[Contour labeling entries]
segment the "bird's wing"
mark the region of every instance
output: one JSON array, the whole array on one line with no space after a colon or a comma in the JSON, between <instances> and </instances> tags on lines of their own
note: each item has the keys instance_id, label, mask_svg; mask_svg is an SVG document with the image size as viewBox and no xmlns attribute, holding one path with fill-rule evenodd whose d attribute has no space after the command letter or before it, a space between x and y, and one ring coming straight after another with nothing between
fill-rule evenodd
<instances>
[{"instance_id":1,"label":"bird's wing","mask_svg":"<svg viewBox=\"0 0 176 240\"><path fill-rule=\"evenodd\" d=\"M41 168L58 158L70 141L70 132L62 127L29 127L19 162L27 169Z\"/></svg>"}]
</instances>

§ **STATED TASK**:
Rewrite the rows above with "output" swapped for "result" and nothing else altered.

§ **FINAL RESULT**:
segment the "bird's wing"
mark the region of every instance
result: one JSON array, the whole array on one line with no space after a colon or a comma in the JSON, between <instances> and </instances> tags on lines of their own
note: each item has the keys instance_id, label, mask_svg; mask_svg is an SVG document with the image size as viewBox and no xmlns attribute, holding one path with fill-rule evenodd whose d attribute has no space after the command letter or before it, a space between x and y, and one ring coming straight after another with nothing between
fill-rule evenodd
<instances>
[{"instance_id":1,"label":"bird's wing","mask_svg":"<svg viewBox=\"0 0 176 240\"><path fill-rule=\"evenodd\" d=\"M41 168L58 158L70 141L70 132L62 127L29 127L19 162L27 169Z\"/></svg>"}]
</instances>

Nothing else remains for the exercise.